*Provided text*

You could achieve the effect of generators manually by writing your
own class and storing all the local variables of the generator as
instance variables.  For example, returning a list of integers could
be done by setting \code{self.count} to 0, and having the
\method{next()} method increment \code{self.count} and return it.
However, for a moderately complicated generator, writing a
corresponding class would be much messier.
\file{Lib/test/test_generators.py} contains a number of more
interesting examples.  The simplest one implements an in-order
traversal of a tree using generators recursively.

\begin{verbatim}
# A recursive generator that generates Tree leaves in in-order.
def inorder(t):
    if t:
        for x in inorder(t.left):
            yield x
        yield t.label
        for x in inorder(t.right):
            yield x
\end{verbatim}

Two other examples in \file{Lib/test/test_generators.py} produce
solutions for the N-Queens problem (placing $N$ queens on an $NxN$
chess board so that no queen threatens another) and the Knight's Tour
(a route that takes a knight to every square of an $NxN$ chessboard
without visiting any square twice). 

The idea of generators comes from other programming languages,
especially Icon (\url{http://www.cs.arizona.edu/icon/}), where the
idea of generators is central to the language.  In Icon, every
expression and function call behaves like a generator.  One example
from ``An Overview of the Icon Programming Language'' at
\url{http://www.cs.arizona.edu/icon/docs/ipd266.htm} gives an idea of
what this looks like:

\begin{verbatim}
sentence := "Store it in the neighboring harbor"

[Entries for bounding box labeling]
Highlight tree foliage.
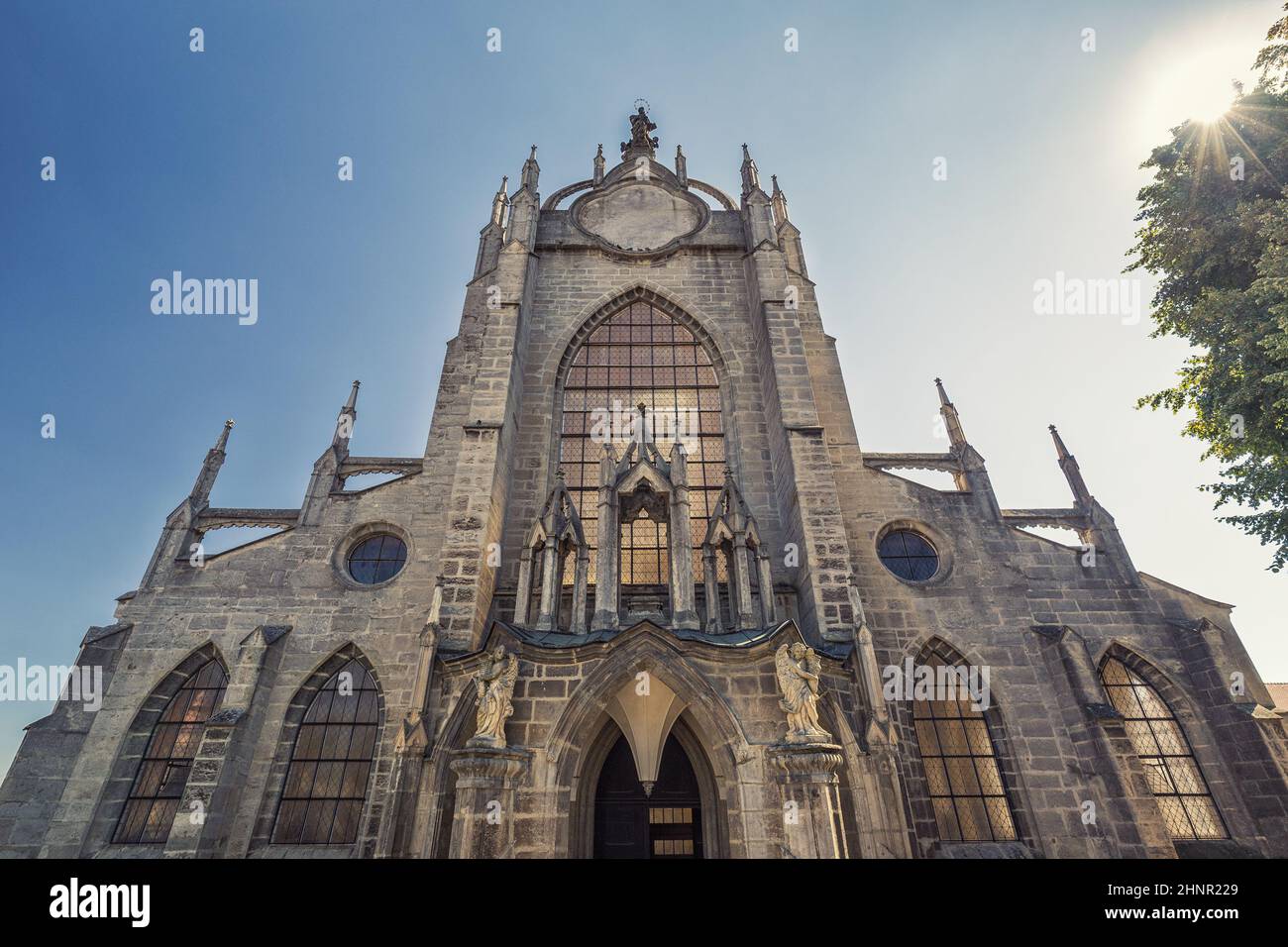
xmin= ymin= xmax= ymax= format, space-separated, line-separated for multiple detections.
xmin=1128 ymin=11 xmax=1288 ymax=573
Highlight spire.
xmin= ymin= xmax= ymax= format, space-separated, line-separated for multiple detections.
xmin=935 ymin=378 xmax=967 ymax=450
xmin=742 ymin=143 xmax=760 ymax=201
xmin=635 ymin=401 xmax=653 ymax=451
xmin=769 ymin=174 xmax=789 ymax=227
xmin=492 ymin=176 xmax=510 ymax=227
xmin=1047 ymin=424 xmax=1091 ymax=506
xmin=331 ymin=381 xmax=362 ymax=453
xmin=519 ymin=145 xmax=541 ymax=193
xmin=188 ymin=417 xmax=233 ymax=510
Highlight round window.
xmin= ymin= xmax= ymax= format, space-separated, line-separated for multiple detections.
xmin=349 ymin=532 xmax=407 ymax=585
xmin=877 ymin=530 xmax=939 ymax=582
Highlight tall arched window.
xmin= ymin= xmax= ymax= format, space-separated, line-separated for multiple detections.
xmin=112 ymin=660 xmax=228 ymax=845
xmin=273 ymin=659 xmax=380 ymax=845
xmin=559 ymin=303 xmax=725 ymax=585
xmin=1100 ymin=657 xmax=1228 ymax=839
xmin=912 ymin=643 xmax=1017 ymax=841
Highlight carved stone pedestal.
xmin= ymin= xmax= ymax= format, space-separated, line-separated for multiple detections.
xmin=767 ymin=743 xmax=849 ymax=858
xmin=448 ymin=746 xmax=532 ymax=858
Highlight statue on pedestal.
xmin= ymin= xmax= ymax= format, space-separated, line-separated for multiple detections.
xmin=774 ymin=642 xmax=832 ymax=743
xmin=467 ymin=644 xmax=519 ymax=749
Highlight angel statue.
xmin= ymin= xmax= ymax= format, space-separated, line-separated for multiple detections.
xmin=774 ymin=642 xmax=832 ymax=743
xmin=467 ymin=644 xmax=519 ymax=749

*Challenge 1*
In the passage on generators, what behaves like a generator in the Icon language?
*Challenge 2*
Carry on the passage on generators from its final line.
The listing has no connection to the passage on generators.

*Answer 1*
In Icon, every expression and function call behaves like a generator.

*Answer 2*
if (i := find("or", sentence)) > 5 then write(i)
\end{verbatim}

The \function{find()} function returns the indexes at which the
substring ``or'' is found: 3, 23, 33.  In the \keyword{if} statement,
\code{i} is first assigned a value of 3, but 3 is less than 5, so the
comparison fails, and Icon retries it with the second value of 23.  23
is greater than 5, so the comparison now succeeds, and the code prints
the value 23 to the screen.

Python doesn't go nearly as far as Icon in adopting generators as a
central concept.  Generators are considered a new part of the core
Python language, but learning or using them isn't compulsory; if they
don't solve any problems that you have, feel free to ignore them.
This is different from Icon where the idea of generators is a basic
concept.  One novel feature of Python's interface as compared to
Icon's is that a generator's state is represented as a concrete object
that can be passed around to other functions or stored in a data
structure.

\begin{seealso}

\seepep{255}{Simple Generators}{Written by Neil Schemenauer, Tim
Peters, Magnus Lie Hetland.  Implemented mostly by Neil Schemenauer
and Tim Peters, with other fixes from the Python Labs crew.}

\end{seealso}


%======================================================================
\section{PEP 238: Changing the Division Operator}

The most controversial change in Python 2.2 is the start of an effort
to fix an old design flaw that's been in Python from the beginning.
Currently Python's division operator, \code{/}, behaves like C's
division operator when presented with two integer arguments.  It
returns an integer result that's truncated down when there would be
fractional part.  For example, \code{3/2} is 1, not 1.5, and
\code{(-1)/2} is -1, not -0.5.  This means that the results of divison
can vary unexpectedly depending on the type of the two operands and
because Python is dynamically typed, it can be difficult to determine
the possible types of the operands.

(The controversy is over whether this is \emph{really} a design flaw,
and whether it's worth breaking existing code to fix this.  It's
caused endless discussions on python-dev and in July erupted into an
storm of acidly sarcastic postings on \newsgroup{comp.lang.python}. I
won't argue for either side here; read PEP 238 for a summary of
arguments and counter-arguments.)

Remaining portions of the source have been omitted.